**Problems and tasks:**
A - Decide whether each of the following statements agrees with the forum post about cruise control wiring for an FSI swap, answering yes or no and quoting the deciding words of the post: (i) On the MK4, each cruise control button has its own wire to the ECM. (ii) The poster finds most of the swap wiring hard. (iii) The ECM in the 3.6 B6 Passat is a Bosch MED9.1.
B - Pick up the forum post about cruise control wiring for an FSI swap where it stops, and keep writing.

**Document section:**
--- Begin ---

# FSI swap cruise control wiring questions.



## dorkage (Jul 7, 2009)

I'm putting a 3.6 FSI into my MK4 R32. Most of the wiring is very straight forward. I'm completely stumped on the cruise control. MK4s use discrete wires for each button to the ECM, where as the 3.6 B6 Passat ECM (Bosch MED9.1) uses a single "Cruise Control Connection" from J527 Steering Column Electronics System Control Module, which is then wired to the Cruise Control buttons (or at least seems to be.)

ME7 from the MK4:




MED9.1 from the B6








Can I just wire in J527 from a MK5/B6 and ignore the clockspring and airbag connector on it and just connect the Cruise Control Switch, the ECM and CANBUS? Or is there another way to wire up my existing cruise control buttons to the MED9.1, either directly or with some sort of converter?

--- End ---

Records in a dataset
--- Begin ---

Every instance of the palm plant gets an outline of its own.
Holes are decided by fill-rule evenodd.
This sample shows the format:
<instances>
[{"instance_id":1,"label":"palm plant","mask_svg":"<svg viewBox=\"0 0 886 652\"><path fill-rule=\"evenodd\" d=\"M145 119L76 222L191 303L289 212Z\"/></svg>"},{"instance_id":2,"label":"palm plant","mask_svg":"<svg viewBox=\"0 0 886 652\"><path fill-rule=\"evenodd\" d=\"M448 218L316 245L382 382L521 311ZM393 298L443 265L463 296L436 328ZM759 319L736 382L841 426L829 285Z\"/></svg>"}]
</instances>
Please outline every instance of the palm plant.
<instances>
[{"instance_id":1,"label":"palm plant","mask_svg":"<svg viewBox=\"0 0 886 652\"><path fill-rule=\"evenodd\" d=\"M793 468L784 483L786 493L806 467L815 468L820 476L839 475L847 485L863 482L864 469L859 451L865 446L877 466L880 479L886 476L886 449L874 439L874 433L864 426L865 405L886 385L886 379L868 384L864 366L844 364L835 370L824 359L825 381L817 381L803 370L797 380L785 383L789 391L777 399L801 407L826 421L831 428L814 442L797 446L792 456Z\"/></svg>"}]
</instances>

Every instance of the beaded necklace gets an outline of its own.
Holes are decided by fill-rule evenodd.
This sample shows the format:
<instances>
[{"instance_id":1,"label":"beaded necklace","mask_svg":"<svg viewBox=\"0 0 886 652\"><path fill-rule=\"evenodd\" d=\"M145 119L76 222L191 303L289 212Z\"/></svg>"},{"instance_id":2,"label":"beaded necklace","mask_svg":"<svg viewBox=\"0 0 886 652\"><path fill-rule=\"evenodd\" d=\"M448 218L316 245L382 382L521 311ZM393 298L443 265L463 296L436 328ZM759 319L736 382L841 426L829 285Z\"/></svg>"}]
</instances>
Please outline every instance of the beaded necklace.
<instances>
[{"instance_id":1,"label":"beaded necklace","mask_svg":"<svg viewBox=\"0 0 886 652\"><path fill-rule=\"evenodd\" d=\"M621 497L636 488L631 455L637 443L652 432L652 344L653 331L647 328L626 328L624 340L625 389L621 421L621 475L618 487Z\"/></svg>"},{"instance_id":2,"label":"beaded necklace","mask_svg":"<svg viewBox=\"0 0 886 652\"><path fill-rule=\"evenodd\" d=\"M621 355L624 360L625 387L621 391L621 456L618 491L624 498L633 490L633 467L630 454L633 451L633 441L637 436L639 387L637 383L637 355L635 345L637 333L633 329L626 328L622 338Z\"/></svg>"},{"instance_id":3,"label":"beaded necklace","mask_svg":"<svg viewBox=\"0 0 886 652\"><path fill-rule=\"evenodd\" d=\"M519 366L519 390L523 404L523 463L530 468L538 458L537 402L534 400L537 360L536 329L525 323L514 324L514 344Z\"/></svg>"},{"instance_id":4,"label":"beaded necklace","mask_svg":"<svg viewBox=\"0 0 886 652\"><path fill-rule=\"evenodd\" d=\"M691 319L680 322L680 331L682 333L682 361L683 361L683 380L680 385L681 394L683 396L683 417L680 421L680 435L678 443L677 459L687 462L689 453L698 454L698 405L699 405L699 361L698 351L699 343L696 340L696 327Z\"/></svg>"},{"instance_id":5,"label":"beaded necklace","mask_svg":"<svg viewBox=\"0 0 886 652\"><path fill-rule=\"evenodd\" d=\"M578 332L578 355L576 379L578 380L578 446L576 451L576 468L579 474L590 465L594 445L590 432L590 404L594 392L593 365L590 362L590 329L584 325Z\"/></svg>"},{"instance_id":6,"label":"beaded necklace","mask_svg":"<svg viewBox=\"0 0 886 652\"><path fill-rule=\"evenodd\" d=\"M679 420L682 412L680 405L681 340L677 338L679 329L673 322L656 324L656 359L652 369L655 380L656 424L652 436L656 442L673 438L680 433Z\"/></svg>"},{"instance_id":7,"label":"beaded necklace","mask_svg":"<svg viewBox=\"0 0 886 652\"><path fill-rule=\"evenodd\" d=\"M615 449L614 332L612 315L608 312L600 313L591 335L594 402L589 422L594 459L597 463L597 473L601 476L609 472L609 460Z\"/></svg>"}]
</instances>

--- End ---

**Expected answers:**
A -
(i) Yes: "MK4s use discrete wires for each button to the ECM"
(ii) No: "Most of the wiring is very straight forward."
(iii) Yes: "the 3.6 B6 Passat ECM (Bosch MED9.1)"

B -
----------



## bonesaw (Aug 8, 2004)

Just finished up this swap and we abandoned cruise control. It was never used so didn't figure it was worth the headache. I'd be concerned about the column module throwing codes for a bunch of other stuff not connected.


----------



## dorkage (Jul 7, 2009)

I guess ECM controlled cruise is out of the question. Looking into after market options currently.


----------



## BOUDAH (Aug 15, 2008)

perhaps im confused. Can you just use MK5/B6 steering column electronics?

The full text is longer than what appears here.